- [Consignes]
[1] Dans l'éditorial, relevez tous les processus sociaux et culturels énumérés entre parenthèses comme conséquences de la pandémie, sans compter « et autres situations critiques ».
[2] Rédigez la suite de l'éditorial à partir de sa dernière phrase.

Éditorial

The pollen of destruction floats in the air.
Antonio José Ponte

Avancer une raison pour laquelle la vie est en torsion depuis le mois de mars reviendrait à laisser l’évidence, comme la maladie elle-même, suivre son cours. La raison, voire le motif est périplanétaire, à l’instar de Misura, la surface quadrillée que Superstudio a conçue dans un dialogue avec son Monument continu1.

Début mars, alors que les réunions consacrées à Azimuts devenaient plus régulières pour donner forme à un hypothétique numéro qui proposerait comme objets d’étude la figure du designer-chercheur et l’histoire de Saint-Étienne par le prisme de la production, le virus Covid-19 a frappé la France. Les enregistrements collectifs, les dérives, les contacts avecles groupes et entités locales ont été reportés lors du premier confinement. Au CyDRe, nous (les étudiant·e·s-chercheur·euse·s et l’équipe pédagogique) avons refusé de faire d’Azimuts 52 une réaction à la pandémie, sans pour autant parvenir à empêcher cette dernière de le conditionner.

Lors d’une conversation dans l’urgence avec Thibault Le Page2, pris au piège dans nos espaces domestiques respectifs, nous avons décidé de lancer un numéro expérimental et tactique qui prendrait acte de notre situation inattendue. La solution devait nous permettre d’assumer la production de la revue comme un outil de recherche en design.

Nous avons accepté, thématiquement, le virus, ainsi que sa mise en scène mondiale et sa voracité pour les populations humaines comme prétextes pour expérimenter des formes collectives d’enregistrement et d’analyse des processus sociaux et culturels vectorisés en conséquence de la pandémie (le mouvement #blacklivesmatter3et les conflits sociaux exacerbés dans le monde par la peur et la crise ; le télétravail et les nouvelles conditions et réglementations du travail ; les pertes massives d’emplois et d’autres sources de revenus ; l’observation de l’accroissement des violences domestiques4 ; la disparité croissante des résultats scolaires en raison des inégalités économiques et d’accès aux technologies d’enseignement en distanciel ; la détérioration de la coopération au sein de la famille en raison de la distanciation sociale obligatoire ; l’utilisation par les États de la réglementation sanitaire face à la Covid-19 pour intensifier la répression5, et autres situations critiques).

- [Extraits de données]
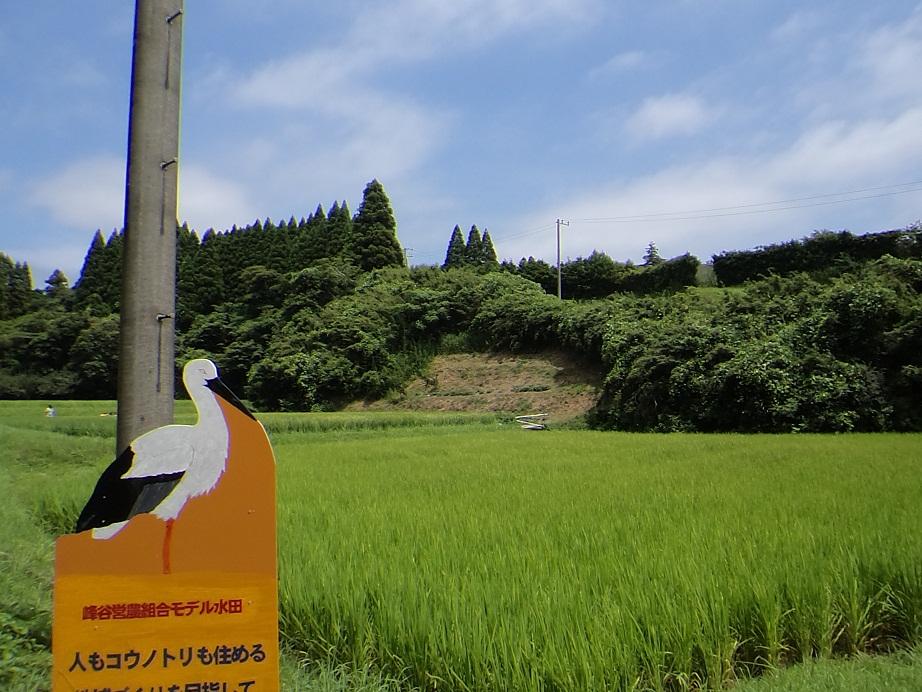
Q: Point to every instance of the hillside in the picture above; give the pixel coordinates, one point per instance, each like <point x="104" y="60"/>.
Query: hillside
<point x="551" y="382"/>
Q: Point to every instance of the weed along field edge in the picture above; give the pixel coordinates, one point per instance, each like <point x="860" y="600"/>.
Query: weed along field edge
<point x="459" y="552"/>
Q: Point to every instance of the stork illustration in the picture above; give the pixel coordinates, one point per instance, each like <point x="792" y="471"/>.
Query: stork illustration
<point x="164" y="468"/>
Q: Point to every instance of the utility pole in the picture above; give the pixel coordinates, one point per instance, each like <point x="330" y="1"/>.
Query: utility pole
<point x="147" y="334"/>
<point x="559" y="283"/>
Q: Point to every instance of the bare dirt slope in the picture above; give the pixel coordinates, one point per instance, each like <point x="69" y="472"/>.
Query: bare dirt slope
<point x="552" y="383"/>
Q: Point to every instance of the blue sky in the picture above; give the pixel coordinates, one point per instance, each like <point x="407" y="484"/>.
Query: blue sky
<point x="700" y="125"/>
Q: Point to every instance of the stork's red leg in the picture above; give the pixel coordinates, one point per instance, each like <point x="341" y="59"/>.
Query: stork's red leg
<point x="166" y="546"/>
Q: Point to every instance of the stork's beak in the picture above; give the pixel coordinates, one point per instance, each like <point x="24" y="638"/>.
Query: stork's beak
<point x="219" y="388"/>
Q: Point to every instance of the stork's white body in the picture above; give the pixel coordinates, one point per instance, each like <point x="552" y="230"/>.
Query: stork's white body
<point x="198" y="451"/>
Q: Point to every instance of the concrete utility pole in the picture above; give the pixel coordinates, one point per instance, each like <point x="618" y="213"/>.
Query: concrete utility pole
<point x="559" y="284"/>
<point x="146" y="349"/>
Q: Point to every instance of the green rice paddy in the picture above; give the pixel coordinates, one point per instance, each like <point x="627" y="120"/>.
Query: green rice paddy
<point x="466" y="554"/>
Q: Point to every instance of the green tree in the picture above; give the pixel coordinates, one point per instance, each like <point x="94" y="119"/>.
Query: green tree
<point x="56" y="285"/>
<point x="651" y="256"/>
<point x="455" y="256"/>
<point x="374" y="232"/>
<point x="488" y="252"/>
<point x="473" y="250"/>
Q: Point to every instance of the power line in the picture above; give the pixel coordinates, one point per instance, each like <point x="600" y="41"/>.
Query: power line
<point x="705" y="213"/>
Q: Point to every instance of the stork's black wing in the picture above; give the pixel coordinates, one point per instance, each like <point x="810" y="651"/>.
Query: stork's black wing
<point x="117" y="499"/>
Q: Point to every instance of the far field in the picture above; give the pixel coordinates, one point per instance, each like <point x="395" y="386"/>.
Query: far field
<point x="459" y="552"/>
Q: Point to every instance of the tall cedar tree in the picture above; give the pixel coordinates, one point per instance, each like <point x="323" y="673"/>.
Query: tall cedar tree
<point x="338" y="230"/>
<point x="455" y="256"/>
<point x="374" y="231"/>
<point x="90" y="280"/>
<point x="473" y="251"/>
<point x="15" y="287"/>
<point x="652" y="257"/>
<point x="488" y="252"/>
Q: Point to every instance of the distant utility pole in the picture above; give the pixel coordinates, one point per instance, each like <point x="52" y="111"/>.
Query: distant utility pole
<point x="148" y="300"/>
<point x="559" y="284"/>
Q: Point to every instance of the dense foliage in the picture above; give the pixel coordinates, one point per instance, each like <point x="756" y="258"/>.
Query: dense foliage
<point x="312" y="314"/>
<point x="822" y="251"/>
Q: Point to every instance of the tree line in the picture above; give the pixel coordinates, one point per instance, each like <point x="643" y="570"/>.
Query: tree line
<point x="314" y="313"/>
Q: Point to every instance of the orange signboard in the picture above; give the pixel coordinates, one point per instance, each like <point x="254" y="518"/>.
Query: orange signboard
<point x="181" y="597"/>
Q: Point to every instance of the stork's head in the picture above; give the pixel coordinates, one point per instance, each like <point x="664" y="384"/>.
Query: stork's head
<point x="202" y="373"/>
<point x="198" y="373"/>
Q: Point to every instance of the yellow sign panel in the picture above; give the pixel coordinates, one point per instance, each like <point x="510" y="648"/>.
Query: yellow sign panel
<point x="183" y="600"/>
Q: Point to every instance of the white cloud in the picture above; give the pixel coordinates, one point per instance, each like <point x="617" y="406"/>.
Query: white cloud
<point x="798" y="26"/>
<point x="86" y="194"/>
<point x="622" y="62"/>
<point x="209" y="201"/>
<point x="670" y="115"/>
<point x="833" y="157"/>
<point x="893" y="56"/>
<point x="331" y="89"/>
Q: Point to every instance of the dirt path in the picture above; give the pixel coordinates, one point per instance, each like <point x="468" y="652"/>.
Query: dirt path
<point x="552" y="383"/>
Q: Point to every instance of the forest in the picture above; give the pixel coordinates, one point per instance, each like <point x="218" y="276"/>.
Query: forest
<point x="823" y="333"/>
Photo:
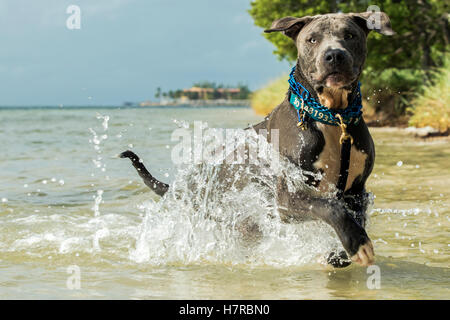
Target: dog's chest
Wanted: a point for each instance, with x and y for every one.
(329, 160)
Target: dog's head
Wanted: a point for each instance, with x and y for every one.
(332, 47)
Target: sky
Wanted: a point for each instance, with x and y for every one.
(125, 49)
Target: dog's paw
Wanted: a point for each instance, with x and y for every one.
(338, 260)
(365, 254)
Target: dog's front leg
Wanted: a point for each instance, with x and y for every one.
(334, 212)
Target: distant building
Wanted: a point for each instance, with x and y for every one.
(196, 93)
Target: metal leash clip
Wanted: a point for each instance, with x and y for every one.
(301, 117)
(344, 135)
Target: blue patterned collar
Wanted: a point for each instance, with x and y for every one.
(305, 104)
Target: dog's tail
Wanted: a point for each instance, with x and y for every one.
(160, 188)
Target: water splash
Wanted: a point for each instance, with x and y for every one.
(228, 214)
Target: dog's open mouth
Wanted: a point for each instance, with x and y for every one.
(335, 79)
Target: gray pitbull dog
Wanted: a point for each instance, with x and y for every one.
(331, 54)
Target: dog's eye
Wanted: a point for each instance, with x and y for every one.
(348, 36)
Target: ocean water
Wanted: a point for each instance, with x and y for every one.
(69, 207)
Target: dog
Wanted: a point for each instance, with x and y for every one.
(331, 54)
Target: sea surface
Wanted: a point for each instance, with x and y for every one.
(76, 222)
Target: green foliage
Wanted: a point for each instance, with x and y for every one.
(398, 65)
(432, 106)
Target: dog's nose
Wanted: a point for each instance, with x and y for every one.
(334, 56)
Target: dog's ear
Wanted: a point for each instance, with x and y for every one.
(377, 21)
(290, 26)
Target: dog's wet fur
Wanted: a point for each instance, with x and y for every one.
(331, 54)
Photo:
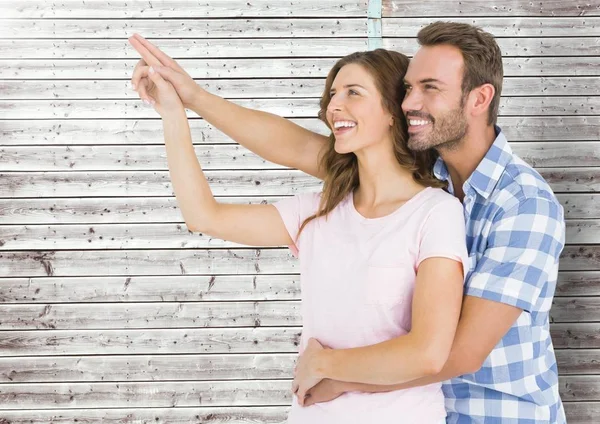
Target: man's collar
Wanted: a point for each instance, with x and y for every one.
(487, 174)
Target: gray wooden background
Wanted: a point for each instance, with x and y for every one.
(112, 311)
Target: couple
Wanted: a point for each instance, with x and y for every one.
(386, 254)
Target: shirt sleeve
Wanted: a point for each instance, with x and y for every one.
(443, 234)
(522, 254)
(293, 211)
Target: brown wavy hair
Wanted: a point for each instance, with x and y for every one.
(387, 68)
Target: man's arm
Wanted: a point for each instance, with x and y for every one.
(524, 247)
(272, 137)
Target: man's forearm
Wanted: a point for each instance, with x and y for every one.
(272, 137)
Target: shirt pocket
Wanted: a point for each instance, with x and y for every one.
(389, 286)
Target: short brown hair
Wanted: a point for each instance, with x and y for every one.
(481, 55)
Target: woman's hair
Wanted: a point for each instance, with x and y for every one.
(387, 68)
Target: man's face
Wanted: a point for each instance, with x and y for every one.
(433, 104)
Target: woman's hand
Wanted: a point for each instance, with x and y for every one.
(169, 69)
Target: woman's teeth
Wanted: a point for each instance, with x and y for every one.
(344, 124)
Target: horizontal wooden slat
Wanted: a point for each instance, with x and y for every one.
(213, 393)
(204, 262)
(224, 157)
(502, 26)
(263, 68)
(169, 236)
(155, 394)
(513, 47)
(211, 340)
(97, 132)
(150, 315)
(150, 131)
(183, 9)
(188, 288)
(578, 361)
(199, 367)
(223, 183)
(152, 262)
(308, 108)
(510, 8)
(146, 368)
(118, 158)
(576, 309)
(227, 47)
(163, 30)
(205, 49)
(206, 314)
(166, 210)
(266, 88)
(578, 283)
(580, 388)
(576, 335)
(145, 342)
(178, 415)
(192, 288)
(152, 183)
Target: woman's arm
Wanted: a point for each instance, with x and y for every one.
(424, 350)
(246, 224)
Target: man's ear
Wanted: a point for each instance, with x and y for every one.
(480, 99)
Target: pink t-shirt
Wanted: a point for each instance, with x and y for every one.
(357, 279)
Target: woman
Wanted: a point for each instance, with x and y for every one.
(382, 250)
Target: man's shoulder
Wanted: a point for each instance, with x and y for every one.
(520, 185)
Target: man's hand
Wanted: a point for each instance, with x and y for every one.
(327, 390)
(305, 373)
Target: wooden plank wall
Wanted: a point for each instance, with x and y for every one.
(112, 311)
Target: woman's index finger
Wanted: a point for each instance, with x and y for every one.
(144, 52)
(158, 53)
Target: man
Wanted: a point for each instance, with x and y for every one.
(502, 367)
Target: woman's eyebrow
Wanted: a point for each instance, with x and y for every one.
(349, 86)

- [Réponses fournies]
[1]
- le mouvement #blacklivesmatter et les conflits sociaux exacerbés dans le monde par la peur et la crise
- le télétravail et les nouvelles conditions et réglementations du travail
- les pertes massives d'emplois et d'autres sources de revenus
- l'observation de l'accroissement des violences domestiques
- la disparité croissante des résultats scolaires en raison des inégalités économiques et d'accès aux technologies d'enseignement en distanciel
- la détérioration de la coopération au sein de la famille en raison de la distanciation sociale obligatoire
- l'utilisation par les États de la réglementation sanitaire face à la Covid-19 pour intensifier la répression

[2]
La factographie, une des méthodologies6 que j’ai proposées dans le cadre du programme pédagogique du CyDRe à mon arrivée s’est avérée idéale à cet effet. La factographie est une pratique mise en œuvre dans les années 1920, entre autres par Sergueï Tretiakov, poète et homme de théâtre soviétique. Le théoricien productiviste Boris Arvatov a décrit la factographie comme « l’enregistrement objectif du réel suivi par un montage dialectique7 ». La factographie de Tretiakov était basée sur un enregistrement du présent au moyen de la photographie et de l’écriture qui, présentées sous forme de journaux muraux, organisaient des activités basées sur l’herméneutique collective8. L’arrivée incessante de brèves et d’informations de toutes sortes sur l’expansion mondiale de la Covid-19 a révélé la diversité des voix que l’épidémie avait mises en conversation. Le même jour, nous pouvions lire un manifeste de Bruno Latour9 et un message viral sur un jeune Afro-Américain qui avait refusé d’être applaudi en tant que héros. Nous avons compris que notre enregistrement des publications, des bulletins et des messages devait supprimer les hiérarchies sociales parmi les différentes voix et entre les différents médias. Thibault Le Page a rédigé la description du premier article, qui a servi de protocole pour l’élaboration du reste. Corentin, Lena, Merlin et Antoine10 ont exploré une méthode en ligne pour la collecte des descriptions. Le hashtag #azimuts52, sur Twitter, nous a permis de collecter des dizaines de reportages et d’éditos (qui ont ensuite été réécrits selon le protocole) jusqu’à ce qu’ils constituent un corpus intéressant.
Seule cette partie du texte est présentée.